**Work instructions**
Count the lines below that contain the string "given", treating uppercase and lowercase letters as distinct. Give only the resulting number.

**Source material**
====================
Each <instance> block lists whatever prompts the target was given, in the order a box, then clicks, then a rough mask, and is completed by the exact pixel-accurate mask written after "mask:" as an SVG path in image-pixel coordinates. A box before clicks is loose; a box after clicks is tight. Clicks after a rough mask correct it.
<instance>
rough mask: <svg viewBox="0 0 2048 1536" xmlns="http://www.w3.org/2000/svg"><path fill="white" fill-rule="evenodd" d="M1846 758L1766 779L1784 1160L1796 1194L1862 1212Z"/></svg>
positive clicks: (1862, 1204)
====================
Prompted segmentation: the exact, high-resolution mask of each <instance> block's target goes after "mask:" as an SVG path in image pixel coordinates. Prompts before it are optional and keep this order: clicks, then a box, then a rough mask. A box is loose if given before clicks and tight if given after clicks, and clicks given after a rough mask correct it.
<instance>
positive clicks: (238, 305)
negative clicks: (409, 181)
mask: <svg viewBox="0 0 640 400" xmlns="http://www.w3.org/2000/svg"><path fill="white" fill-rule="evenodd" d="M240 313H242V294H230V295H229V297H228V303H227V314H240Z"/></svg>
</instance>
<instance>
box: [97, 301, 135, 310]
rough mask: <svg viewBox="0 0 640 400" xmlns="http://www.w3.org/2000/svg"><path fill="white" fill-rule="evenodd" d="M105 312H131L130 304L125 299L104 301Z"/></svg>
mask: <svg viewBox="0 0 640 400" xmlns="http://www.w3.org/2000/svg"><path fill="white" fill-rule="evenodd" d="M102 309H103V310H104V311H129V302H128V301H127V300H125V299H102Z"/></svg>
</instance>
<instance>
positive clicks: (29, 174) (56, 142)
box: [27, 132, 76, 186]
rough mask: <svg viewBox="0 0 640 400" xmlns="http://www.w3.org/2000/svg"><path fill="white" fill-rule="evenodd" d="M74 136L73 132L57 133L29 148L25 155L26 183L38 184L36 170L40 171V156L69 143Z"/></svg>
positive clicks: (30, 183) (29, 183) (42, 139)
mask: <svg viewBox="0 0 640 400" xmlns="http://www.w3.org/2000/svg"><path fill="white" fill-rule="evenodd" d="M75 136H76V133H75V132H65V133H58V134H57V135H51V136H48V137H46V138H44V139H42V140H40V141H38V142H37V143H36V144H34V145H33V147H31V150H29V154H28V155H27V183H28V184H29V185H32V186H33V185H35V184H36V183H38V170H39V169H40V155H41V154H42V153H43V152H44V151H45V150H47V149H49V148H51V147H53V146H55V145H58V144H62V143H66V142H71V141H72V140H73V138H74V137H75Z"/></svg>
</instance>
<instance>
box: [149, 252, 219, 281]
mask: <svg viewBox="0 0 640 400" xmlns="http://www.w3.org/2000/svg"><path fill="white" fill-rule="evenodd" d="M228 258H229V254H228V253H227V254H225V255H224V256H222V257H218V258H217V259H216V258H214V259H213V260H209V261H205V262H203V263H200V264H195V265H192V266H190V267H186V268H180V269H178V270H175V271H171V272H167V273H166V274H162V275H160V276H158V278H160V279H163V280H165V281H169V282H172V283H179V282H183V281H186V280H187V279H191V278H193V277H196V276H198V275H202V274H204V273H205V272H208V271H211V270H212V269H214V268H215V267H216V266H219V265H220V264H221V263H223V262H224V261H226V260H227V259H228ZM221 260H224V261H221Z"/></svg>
====================
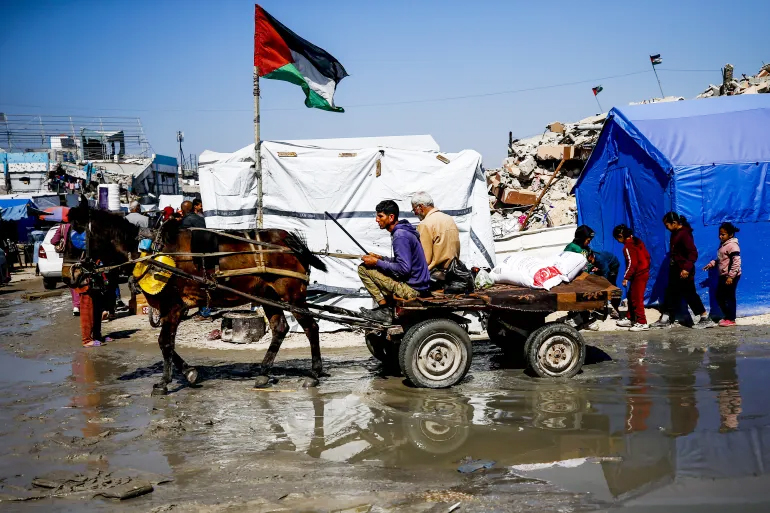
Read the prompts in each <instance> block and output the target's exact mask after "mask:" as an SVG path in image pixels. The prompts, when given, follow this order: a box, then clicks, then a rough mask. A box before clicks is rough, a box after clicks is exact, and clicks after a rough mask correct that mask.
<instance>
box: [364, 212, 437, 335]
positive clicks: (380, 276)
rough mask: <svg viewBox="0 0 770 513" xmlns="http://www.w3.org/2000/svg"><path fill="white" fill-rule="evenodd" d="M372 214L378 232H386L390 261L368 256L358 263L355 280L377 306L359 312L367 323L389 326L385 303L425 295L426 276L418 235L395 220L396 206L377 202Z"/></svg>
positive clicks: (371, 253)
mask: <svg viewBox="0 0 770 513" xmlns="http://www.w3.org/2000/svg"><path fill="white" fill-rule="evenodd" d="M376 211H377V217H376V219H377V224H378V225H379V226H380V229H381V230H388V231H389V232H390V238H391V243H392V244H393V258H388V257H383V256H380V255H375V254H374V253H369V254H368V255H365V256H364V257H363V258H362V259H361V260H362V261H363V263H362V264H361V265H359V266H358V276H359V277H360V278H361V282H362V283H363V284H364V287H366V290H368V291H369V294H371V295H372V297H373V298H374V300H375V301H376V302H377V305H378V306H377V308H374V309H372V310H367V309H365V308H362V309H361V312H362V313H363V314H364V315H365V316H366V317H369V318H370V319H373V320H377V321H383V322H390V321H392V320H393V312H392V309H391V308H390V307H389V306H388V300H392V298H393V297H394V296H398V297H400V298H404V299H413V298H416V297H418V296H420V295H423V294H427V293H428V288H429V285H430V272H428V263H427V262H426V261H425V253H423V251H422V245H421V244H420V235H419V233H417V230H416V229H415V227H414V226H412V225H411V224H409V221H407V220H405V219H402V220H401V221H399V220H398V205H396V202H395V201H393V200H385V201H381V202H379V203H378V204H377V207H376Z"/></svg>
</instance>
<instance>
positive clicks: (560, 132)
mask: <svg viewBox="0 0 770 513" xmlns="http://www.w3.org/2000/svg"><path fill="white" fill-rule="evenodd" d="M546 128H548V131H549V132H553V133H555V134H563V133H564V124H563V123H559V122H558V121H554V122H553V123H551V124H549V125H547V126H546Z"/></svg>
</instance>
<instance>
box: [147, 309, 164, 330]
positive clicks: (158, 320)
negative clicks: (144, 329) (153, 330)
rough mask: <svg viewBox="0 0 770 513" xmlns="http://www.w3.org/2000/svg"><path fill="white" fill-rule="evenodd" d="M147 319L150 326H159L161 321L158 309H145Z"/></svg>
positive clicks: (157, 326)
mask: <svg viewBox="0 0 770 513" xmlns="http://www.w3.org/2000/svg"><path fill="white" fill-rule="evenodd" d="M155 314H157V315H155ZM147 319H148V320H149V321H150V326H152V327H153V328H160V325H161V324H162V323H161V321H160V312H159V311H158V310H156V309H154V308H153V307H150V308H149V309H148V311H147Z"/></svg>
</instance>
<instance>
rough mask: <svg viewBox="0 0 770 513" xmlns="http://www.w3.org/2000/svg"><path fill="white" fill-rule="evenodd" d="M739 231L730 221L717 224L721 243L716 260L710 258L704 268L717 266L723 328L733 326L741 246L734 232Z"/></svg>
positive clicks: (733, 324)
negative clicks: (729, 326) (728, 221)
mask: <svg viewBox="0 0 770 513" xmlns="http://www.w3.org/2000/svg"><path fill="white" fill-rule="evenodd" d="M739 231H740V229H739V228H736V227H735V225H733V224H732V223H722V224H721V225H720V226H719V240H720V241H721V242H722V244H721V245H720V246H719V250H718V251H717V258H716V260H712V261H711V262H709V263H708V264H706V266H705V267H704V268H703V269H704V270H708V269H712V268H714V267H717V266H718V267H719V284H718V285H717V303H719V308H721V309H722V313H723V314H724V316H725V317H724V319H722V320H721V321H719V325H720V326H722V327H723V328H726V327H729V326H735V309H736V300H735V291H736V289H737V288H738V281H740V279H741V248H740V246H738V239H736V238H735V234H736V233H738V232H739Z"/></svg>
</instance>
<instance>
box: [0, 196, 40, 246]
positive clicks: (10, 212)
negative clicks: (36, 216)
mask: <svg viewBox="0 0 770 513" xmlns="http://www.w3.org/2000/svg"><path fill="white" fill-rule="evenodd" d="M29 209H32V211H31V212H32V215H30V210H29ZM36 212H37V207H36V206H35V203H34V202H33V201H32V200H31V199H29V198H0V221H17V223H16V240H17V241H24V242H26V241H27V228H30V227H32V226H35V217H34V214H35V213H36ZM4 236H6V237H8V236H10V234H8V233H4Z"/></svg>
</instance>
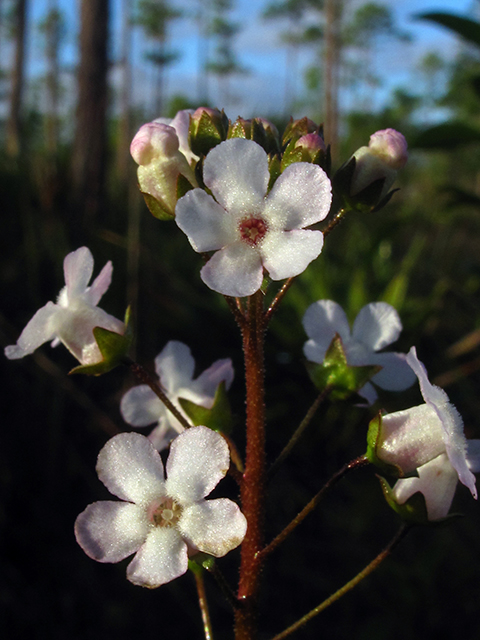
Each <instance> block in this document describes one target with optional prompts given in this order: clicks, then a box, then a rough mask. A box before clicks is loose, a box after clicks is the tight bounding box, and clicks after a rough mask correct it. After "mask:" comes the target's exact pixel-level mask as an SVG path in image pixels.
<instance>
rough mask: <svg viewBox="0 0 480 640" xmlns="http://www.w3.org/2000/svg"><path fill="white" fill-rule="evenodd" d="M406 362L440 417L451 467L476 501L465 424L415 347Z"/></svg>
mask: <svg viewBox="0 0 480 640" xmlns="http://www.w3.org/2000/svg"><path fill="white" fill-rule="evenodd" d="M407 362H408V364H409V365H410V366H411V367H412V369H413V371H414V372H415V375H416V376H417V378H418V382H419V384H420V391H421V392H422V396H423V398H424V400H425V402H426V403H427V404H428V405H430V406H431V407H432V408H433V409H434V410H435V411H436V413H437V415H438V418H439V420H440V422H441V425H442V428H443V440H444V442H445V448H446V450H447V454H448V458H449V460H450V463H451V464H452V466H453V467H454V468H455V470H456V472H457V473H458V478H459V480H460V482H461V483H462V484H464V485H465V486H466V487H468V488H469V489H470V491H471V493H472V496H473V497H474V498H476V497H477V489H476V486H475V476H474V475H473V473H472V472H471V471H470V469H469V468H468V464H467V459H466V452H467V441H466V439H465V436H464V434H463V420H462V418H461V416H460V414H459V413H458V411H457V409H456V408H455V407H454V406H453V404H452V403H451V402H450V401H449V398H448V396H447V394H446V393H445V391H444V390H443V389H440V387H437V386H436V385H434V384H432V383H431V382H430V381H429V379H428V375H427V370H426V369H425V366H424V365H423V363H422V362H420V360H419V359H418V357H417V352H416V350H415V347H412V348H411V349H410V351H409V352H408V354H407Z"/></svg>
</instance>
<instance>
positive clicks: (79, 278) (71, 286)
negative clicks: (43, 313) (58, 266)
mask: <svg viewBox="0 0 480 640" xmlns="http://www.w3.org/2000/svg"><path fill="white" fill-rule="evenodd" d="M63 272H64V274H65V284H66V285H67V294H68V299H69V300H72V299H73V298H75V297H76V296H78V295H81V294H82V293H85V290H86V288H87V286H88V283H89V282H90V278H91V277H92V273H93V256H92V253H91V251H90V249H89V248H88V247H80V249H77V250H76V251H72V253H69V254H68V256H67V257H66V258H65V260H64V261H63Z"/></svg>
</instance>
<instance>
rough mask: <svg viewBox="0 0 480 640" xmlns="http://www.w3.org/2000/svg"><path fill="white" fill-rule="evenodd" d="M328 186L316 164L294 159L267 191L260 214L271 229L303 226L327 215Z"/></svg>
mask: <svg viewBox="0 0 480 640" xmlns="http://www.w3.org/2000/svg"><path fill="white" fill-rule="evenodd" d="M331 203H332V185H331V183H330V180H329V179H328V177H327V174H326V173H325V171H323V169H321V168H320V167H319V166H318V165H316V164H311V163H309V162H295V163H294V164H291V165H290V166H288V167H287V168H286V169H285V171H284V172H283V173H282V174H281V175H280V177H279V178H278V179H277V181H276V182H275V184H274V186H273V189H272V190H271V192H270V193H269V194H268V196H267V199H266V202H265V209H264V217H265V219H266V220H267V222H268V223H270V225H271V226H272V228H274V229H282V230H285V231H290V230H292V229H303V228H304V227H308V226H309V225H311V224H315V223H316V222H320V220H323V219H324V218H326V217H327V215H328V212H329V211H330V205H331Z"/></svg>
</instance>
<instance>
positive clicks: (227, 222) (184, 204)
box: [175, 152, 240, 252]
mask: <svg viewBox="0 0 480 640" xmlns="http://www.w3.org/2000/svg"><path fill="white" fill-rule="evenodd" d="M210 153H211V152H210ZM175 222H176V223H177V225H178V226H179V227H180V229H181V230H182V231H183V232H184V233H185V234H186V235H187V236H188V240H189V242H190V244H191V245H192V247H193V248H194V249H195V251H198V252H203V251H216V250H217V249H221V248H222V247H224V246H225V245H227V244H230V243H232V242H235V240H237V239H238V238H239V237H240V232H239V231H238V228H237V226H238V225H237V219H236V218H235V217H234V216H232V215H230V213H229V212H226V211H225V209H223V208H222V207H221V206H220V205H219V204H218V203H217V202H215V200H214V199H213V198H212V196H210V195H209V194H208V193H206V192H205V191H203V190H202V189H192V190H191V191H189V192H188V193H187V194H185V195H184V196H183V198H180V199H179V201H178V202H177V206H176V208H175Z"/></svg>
====================
**Task output**
4